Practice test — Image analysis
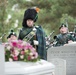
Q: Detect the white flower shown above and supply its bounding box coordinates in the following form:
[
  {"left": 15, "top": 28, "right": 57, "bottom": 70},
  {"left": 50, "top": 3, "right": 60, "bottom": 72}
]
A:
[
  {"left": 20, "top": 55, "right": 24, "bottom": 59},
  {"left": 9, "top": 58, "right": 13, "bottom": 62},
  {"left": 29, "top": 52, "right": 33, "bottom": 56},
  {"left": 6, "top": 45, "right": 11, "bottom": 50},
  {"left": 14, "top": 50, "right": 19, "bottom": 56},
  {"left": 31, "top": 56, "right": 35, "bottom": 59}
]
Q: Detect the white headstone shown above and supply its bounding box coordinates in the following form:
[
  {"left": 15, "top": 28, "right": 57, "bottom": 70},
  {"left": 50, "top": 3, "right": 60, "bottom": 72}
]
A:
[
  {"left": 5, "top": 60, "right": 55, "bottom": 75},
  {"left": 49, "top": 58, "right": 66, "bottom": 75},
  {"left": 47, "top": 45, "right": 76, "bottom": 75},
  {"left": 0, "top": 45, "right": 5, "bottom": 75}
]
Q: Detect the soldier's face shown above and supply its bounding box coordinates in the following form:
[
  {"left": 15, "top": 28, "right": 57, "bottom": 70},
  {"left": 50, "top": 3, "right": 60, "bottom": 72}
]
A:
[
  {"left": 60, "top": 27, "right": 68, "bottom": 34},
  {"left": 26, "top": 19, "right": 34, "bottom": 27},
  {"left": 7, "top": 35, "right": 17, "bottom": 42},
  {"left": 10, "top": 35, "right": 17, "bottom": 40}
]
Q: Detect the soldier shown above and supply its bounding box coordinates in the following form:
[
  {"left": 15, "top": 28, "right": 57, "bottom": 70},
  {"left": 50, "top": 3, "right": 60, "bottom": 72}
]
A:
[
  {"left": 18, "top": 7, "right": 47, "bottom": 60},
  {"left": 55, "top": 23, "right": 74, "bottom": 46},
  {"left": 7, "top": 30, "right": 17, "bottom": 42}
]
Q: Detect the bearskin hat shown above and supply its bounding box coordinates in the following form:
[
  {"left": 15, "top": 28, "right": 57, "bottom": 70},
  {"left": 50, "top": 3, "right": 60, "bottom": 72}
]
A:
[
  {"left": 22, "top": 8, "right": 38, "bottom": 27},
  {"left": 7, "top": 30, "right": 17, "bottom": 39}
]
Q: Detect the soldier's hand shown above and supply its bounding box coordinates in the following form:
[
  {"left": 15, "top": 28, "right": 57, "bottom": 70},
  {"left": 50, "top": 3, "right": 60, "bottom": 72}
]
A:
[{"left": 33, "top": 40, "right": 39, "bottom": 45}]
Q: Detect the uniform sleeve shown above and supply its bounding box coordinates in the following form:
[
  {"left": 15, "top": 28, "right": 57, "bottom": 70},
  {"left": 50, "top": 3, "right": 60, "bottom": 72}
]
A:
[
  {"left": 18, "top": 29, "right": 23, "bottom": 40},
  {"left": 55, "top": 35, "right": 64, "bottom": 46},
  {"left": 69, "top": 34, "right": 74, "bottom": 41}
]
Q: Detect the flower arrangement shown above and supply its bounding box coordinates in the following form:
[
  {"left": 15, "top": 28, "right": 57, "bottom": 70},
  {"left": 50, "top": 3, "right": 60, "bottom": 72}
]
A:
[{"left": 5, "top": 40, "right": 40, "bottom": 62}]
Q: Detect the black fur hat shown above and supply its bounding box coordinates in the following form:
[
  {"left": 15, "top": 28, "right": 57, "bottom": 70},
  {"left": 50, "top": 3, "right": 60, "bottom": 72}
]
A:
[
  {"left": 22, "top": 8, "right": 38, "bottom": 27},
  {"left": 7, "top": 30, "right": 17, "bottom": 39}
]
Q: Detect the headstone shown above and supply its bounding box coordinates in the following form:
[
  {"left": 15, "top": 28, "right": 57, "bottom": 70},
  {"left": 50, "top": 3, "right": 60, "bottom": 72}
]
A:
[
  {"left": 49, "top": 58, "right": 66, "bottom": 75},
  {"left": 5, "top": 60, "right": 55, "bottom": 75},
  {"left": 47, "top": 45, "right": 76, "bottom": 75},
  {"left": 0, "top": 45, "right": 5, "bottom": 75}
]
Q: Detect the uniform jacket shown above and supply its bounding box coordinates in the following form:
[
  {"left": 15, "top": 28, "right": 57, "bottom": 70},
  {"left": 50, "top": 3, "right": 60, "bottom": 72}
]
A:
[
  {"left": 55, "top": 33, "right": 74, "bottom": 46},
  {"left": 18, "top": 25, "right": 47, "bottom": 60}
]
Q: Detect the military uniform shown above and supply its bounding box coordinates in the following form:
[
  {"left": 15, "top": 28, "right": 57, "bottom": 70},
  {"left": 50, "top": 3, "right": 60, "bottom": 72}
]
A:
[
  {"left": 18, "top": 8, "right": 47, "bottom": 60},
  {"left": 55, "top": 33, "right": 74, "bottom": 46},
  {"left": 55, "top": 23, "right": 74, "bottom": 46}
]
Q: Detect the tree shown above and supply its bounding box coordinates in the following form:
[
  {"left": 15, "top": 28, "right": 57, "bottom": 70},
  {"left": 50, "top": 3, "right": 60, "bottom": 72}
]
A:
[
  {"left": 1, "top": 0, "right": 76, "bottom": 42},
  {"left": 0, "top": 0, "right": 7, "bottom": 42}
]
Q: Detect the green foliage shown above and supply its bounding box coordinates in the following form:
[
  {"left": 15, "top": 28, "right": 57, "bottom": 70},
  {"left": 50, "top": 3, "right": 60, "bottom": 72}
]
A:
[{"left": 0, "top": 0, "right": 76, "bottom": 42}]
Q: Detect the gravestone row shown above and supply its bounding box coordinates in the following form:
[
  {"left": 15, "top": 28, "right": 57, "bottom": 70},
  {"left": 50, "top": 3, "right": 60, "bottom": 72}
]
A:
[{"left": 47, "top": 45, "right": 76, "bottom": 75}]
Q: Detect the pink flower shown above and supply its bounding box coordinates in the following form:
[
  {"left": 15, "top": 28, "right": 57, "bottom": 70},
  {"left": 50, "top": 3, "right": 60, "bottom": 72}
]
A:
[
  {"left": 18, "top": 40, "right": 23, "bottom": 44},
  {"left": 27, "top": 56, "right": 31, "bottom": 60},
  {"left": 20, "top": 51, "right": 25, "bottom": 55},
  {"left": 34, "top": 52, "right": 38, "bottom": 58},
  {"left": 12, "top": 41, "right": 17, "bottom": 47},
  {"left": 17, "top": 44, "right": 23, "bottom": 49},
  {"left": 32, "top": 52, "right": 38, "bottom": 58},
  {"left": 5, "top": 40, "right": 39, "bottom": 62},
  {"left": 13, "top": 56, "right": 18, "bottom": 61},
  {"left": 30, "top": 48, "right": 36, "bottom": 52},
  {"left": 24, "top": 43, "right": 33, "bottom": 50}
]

> _REQUIRED ACTION_
Each line above that includes "white" counts once; state the total and nothing more.

> _TASK SOLUTION_
2